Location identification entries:
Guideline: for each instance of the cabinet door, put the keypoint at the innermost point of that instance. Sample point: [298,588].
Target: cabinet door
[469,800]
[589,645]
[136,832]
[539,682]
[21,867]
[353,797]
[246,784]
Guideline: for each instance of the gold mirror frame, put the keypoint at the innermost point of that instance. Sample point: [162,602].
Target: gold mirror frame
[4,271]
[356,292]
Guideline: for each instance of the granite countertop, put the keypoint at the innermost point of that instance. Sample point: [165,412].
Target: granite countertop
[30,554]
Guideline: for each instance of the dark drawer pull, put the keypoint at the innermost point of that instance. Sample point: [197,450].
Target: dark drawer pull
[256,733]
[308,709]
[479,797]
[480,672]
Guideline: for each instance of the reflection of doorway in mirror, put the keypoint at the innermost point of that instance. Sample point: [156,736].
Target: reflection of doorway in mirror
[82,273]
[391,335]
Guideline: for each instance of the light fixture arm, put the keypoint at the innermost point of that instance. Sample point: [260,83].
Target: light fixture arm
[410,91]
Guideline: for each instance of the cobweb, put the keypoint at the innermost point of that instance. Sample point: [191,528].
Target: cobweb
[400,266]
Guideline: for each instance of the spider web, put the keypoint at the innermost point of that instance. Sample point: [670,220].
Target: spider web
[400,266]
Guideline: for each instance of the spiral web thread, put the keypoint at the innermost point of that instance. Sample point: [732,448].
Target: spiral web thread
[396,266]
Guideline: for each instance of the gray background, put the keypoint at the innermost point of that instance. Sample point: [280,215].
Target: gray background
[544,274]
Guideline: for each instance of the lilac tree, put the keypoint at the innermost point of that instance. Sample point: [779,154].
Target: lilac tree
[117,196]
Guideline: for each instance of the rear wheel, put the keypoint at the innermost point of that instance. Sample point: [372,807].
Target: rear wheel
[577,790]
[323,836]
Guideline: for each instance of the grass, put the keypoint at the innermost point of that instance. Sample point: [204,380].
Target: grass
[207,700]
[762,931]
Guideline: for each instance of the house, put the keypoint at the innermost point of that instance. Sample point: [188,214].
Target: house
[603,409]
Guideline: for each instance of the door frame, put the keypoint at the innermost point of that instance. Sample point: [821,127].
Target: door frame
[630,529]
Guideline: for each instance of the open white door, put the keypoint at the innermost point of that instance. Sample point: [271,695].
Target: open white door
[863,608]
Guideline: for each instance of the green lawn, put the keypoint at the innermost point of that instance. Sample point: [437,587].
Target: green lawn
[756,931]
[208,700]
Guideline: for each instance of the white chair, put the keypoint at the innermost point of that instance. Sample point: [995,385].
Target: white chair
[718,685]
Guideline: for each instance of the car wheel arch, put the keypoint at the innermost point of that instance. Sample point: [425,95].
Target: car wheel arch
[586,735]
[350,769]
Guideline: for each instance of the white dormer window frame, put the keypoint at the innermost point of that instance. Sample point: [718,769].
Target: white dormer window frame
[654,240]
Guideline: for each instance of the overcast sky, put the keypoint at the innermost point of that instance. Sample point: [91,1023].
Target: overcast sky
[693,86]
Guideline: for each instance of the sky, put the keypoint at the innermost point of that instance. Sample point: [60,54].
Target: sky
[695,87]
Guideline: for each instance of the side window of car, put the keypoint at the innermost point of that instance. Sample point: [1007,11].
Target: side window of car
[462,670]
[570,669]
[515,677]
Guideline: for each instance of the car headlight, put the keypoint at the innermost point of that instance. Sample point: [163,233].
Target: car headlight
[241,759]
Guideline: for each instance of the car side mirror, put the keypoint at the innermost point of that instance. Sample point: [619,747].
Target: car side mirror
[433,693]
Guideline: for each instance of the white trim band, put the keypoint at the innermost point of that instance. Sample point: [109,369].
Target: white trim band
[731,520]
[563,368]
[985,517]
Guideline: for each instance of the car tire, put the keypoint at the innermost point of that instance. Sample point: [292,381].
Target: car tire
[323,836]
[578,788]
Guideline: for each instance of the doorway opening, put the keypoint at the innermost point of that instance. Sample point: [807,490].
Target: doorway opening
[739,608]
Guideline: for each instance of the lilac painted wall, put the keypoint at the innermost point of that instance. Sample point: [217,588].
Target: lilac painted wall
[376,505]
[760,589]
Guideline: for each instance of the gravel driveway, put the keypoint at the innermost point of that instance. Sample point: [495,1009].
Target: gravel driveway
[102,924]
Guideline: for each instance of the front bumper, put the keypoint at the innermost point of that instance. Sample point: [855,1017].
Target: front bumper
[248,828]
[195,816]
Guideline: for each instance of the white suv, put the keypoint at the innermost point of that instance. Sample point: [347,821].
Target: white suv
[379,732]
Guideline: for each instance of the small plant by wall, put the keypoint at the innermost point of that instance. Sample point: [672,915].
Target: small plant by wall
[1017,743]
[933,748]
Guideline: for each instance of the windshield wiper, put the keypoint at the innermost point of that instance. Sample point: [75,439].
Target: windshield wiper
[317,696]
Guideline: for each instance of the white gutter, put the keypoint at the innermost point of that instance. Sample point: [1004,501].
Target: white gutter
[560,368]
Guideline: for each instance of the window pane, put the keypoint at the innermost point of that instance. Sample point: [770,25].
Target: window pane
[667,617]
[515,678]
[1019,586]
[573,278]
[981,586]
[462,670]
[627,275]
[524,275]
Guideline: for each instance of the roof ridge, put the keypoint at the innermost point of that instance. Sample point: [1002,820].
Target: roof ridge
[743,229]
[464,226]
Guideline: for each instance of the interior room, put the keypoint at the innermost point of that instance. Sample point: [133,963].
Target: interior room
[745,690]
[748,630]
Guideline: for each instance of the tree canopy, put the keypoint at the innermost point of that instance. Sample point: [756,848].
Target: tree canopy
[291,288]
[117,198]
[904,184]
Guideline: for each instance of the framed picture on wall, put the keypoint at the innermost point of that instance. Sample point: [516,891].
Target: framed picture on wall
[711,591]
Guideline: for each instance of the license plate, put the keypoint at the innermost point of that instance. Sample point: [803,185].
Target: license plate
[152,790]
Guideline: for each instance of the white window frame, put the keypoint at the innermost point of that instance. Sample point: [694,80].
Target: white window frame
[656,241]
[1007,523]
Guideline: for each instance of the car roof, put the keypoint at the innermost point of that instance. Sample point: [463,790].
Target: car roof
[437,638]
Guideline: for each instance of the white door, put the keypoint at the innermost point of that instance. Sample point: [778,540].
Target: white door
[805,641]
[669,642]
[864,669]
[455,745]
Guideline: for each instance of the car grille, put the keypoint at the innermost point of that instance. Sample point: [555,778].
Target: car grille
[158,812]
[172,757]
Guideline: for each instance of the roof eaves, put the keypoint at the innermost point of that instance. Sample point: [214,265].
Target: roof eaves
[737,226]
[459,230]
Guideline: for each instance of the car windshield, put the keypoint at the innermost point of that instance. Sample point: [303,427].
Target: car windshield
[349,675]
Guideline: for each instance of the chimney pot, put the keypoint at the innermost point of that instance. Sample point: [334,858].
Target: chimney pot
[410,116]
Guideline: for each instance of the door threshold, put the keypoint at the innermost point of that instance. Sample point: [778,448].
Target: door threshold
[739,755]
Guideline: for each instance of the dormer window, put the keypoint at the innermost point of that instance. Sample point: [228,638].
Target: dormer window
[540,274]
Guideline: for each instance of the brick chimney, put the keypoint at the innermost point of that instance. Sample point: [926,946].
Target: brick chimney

> Task prompt: Give again the lines from the line holding "Guideline: for each instance of the car grille, put" through the close of the listing, both included, exactly as written and with nothing else.

> Exercise result:
Guideline: for each instance of the car grille, put the keypoint at the innermost point of that instance. Sample point: [555,778].
Target: car grille
[158,812]
[172,757]
Guideline: for each instance of the roof eaves, put the keypoint at the innermost point of that instance. Sample point: [214,265].
Target: roof eaves
[737,226]
[459,230]
Guideline: for each instance of the car windshield, put the keypoint at the innermost point of that instance. Sample point: [303,427].
Target: car windshield
[349,675]
Guideline: for each instance of the chimney pot, put the keypoint at the innermost point of that instance. Sample point: [334,858].
Target: chimney pot
[410,116]
Guideline: for each instance of the door threshold, put the keypoint at the innermost point of that instance. Sample point: [778,448].
Target: door threshold
[739,755]
Guideline: for each instance of the dormer window, put the keypoint at the innermost point of that instance. Sample point: [228,638].
Target: dormer window
[540,274]
Guideline: for each instance of the brick chimney, put the keypoint at the innermost point of that instance. Sample point: [926,946].
Target: brick chimney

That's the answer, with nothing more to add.